== DOCUMENT EXTRACT ==
------------

Convalescent plasma is a liquid component collected from the blood of people who have recovered from COVID-19. There is currently no treatment for COVID-19 but small studies have suggested that the disease-fighting antibodies found in convalescent plasma may help people recover from the virus, said Dr. Alyssa Ziman, medical director of transfusion medicine in the UCLA Department of Pathology and Laboratory Medicine.

Members of the community who have tested positive for COVID-19 and recovered are encouraged to register and take the survey on the UCLA COVID-19 Convalescent Plasma Donation website to see whether they are eligible to donate.

"We will use the donated plasma to give to patients who are currently hospitalized with COVID-19," Dr. Ziman said. "There are also national research protocols under development to study whether plasma can be used to prevent infection in healthcare workers that have been exposed. Our goal is to participate in these trials once they are finalized."

------------

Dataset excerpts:
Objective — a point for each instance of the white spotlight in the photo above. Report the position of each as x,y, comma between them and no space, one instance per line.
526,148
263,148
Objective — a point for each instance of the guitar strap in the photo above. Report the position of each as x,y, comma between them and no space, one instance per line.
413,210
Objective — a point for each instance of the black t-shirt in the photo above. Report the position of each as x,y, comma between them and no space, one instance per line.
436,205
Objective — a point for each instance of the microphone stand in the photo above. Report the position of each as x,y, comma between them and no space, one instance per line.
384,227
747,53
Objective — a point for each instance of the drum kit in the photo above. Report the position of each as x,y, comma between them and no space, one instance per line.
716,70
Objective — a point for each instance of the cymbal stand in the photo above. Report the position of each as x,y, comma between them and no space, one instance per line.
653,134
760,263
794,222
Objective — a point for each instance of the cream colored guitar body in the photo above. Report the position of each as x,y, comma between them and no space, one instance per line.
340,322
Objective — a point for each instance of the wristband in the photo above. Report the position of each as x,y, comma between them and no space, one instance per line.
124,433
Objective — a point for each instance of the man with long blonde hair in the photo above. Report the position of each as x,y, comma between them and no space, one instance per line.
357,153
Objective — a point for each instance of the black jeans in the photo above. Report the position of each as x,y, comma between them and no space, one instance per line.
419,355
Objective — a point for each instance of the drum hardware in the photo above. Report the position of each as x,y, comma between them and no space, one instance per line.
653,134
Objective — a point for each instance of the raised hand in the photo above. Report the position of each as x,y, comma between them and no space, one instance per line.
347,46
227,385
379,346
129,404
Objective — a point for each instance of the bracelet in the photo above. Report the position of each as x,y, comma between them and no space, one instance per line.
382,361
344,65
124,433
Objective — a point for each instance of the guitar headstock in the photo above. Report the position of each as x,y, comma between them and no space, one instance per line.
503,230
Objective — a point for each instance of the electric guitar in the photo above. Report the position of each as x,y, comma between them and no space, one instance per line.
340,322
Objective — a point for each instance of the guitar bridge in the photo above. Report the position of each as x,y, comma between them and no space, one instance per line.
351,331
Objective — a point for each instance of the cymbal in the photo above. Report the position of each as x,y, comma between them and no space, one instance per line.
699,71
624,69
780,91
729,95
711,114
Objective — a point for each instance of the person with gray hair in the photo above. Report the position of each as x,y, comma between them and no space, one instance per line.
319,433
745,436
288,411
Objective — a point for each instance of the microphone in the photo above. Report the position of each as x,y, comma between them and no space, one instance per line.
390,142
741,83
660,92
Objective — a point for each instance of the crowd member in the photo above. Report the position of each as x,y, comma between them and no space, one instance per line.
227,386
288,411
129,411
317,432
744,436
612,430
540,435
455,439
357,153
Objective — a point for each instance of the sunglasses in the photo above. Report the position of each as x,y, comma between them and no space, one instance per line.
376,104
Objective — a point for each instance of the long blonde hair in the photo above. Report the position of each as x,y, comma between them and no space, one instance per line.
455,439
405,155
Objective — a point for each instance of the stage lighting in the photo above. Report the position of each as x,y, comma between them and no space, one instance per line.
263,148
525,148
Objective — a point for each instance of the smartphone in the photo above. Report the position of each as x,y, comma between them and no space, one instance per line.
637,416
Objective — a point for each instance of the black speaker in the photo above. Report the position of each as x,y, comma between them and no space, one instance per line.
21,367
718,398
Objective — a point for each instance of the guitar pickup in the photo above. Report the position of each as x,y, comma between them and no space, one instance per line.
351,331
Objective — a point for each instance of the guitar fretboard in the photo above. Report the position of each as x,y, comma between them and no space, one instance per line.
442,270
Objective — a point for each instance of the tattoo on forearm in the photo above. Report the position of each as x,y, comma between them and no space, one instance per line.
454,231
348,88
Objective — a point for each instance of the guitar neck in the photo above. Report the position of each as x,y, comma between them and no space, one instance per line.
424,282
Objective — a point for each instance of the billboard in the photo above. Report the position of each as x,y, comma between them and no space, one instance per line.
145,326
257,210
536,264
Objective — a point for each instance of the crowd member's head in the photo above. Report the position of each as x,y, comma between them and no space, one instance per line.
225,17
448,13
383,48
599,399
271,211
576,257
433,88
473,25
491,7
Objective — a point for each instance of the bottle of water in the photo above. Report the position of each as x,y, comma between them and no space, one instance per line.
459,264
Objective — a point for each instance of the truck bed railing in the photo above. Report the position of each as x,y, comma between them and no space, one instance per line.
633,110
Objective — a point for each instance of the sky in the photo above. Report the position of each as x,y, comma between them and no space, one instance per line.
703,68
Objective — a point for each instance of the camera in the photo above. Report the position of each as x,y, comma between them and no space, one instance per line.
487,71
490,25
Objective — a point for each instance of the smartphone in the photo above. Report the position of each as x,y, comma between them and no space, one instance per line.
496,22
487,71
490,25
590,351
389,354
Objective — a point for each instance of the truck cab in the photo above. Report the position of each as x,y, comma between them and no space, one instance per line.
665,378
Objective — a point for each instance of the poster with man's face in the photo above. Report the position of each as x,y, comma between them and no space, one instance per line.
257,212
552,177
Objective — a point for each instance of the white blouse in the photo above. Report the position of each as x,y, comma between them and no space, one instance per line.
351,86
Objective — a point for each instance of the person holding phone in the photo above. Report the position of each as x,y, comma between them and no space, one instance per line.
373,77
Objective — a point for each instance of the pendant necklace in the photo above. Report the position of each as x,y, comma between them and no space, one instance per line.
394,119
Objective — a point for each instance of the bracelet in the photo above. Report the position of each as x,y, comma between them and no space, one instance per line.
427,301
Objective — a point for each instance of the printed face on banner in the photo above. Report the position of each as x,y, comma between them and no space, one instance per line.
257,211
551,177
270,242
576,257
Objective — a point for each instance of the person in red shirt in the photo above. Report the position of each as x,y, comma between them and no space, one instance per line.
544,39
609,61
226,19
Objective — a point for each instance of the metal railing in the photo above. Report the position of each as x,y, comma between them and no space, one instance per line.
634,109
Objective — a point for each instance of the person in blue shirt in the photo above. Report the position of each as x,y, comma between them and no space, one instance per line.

------------

== WORK TASK A ==
Can you quote the convalescent plasma passage starting at "Convalescent plasma is" and ending at "and Laboratory Medicine."?
== WORK TASK B ==
Could you extend the convalescent plasma passage past its final sentence?
The data above has no role here.

== TASK ANSWER A ==
Convalescent plasma is a liquid component collected from the blood of people who have recovered from COVID-19. There is currently no treatment for COVID-19 but small studies have suggested that the disease-fighting antibodies found in convalescent plasma may help people recover from the virus, said Dr. Alyssa Ziman, medical director of transfusion medicine in the UCLA Department of Pathology and Laboratory Medicine.

== TASK ANSWER B ==
Blood plasma and other specimens for future research will be collected through the UCLA Blood and Platelet Center by appointment only and donors will have to meet all standard blood donor screening requirements.

In addition to potentially saving lives, the clinical trial will help researchers better understand antibody response to COVID-19, test development for neutralizing antibodies, and the relationship between the amount and type of antibody in convalescent plasma units and patients' response to plasma treatment, Dr. Ziman said.

UCLA is one of more than 40 institutions across the country participating in the National COVID-19 Convalescent Plasma Project.